Task statement –
Recast the records below as a numbered list with one line per item, omitting blank lines. Leave the pictures out of your answer.

— Start Given records —

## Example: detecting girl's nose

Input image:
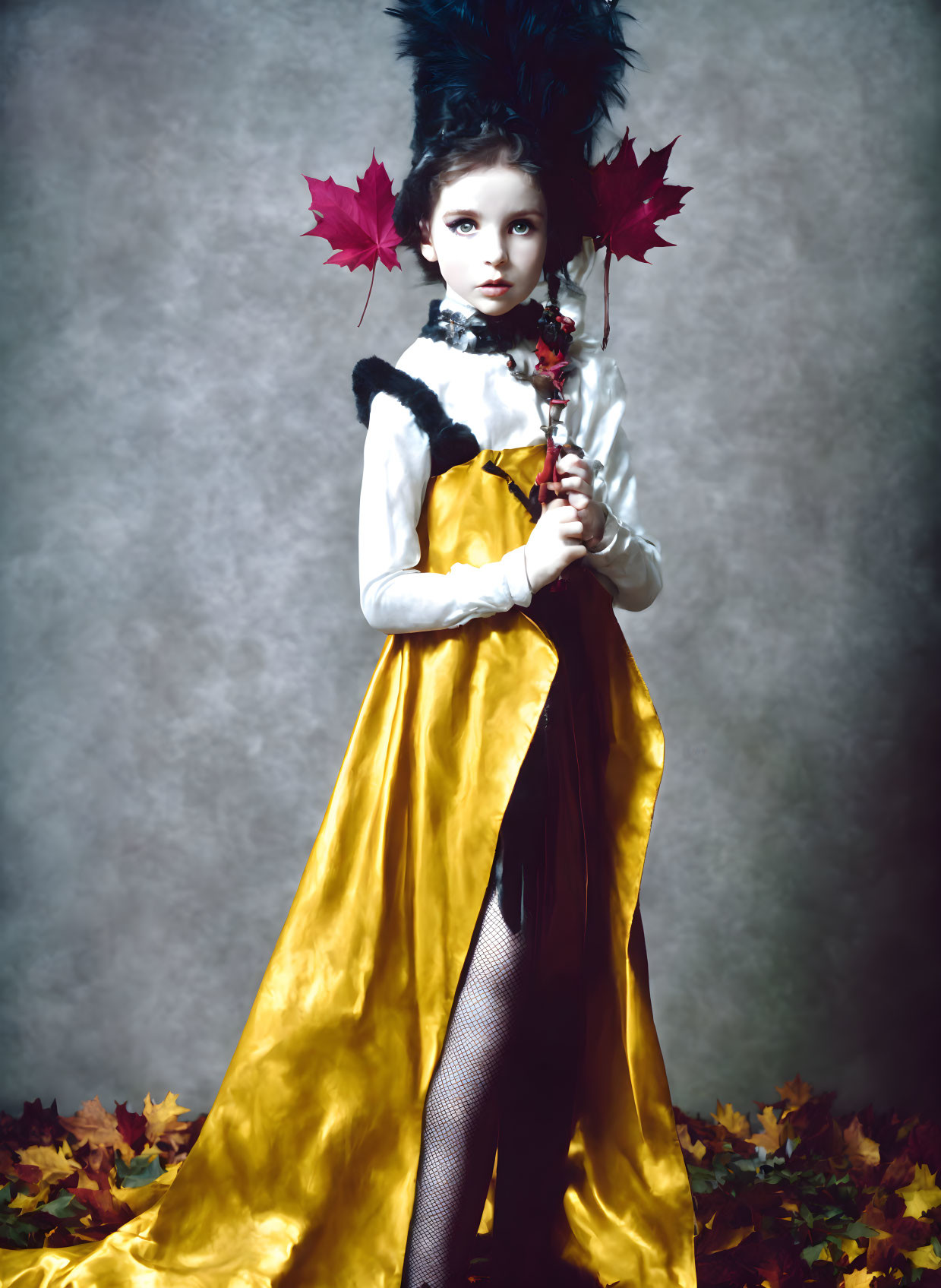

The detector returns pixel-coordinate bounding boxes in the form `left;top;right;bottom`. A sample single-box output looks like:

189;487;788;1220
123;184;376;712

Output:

— End Given records —

Exercise output –
1. ## Example: detecting girl's nose
2. Input image:
3. The detector returns pixel-coordinate bounding boxes in the form `left;top;right;bottom`. A sample single-box output looks like:
4. 189;487;788;1220
5. 123;184;376;712
6. Output:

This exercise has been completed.